» Source excerpt:
start

[-empyre-] art games pre computers

Julian Oliver julian at selectparks.net
Wed Mar 19 04:07:30 EST 2008

..on or around Tue, Mar 18, 2008 at 07:42:42AM -0700, Jason Nelson said:
> this might have already been covered in this conversation, and I am sure
>   there are ample materials already available, but it might be useful to discuss
>   art games created prior to computer based games. 
>   my reasoning: I'm curious if the majority of 'art games' or whatever you want
>   to call them, were created post computing era. certainly there are examples
>   of pre computing era "games created by artists as artworks", and there are
>   many created now without any code involved.  but is there a connection between
>   the increase in "games created by artists" and the wide spread use of computers?
>   if so, why might this be the case?

end

» Data excerpts:

start

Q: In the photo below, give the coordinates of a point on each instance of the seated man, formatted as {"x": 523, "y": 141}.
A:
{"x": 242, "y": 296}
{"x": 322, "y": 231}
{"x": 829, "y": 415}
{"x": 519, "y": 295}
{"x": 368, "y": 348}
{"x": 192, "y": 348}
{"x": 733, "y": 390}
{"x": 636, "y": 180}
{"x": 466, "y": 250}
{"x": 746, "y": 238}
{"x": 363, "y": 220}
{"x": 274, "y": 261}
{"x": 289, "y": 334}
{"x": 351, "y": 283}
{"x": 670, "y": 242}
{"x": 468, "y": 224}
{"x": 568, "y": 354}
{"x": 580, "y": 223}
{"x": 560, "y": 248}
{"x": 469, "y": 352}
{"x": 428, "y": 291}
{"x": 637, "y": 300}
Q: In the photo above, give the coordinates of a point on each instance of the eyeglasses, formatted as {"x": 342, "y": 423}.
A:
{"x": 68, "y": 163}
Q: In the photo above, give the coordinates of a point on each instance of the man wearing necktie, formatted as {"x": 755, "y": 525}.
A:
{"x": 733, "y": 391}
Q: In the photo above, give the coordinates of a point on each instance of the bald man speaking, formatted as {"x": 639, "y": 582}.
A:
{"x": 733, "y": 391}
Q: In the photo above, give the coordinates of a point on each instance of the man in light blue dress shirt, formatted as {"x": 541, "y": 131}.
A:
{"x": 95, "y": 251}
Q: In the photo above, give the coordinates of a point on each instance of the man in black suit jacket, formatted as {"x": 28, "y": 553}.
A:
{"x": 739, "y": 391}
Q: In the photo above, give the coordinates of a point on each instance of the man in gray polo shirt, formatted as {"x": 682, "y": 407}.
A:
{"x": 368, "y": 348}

end

From the mailing-list post on art games made before computers, quote the passage from "[-empyre-] art games" to "computer based games.".

[-empyre-] art games pre computers

Julian Oliver julian at selectparks.net
Wed Mar 19 04:07:30 EST 2008

..on or around Tue, Mar 18, 2008 at 07:42:42AM -0700, Jason Nelson said:
> this might have already been covered in this conversation, and I am sure
>   there are ample materials already available, but it might be useful to discuss
>   art games created prior to computer based games.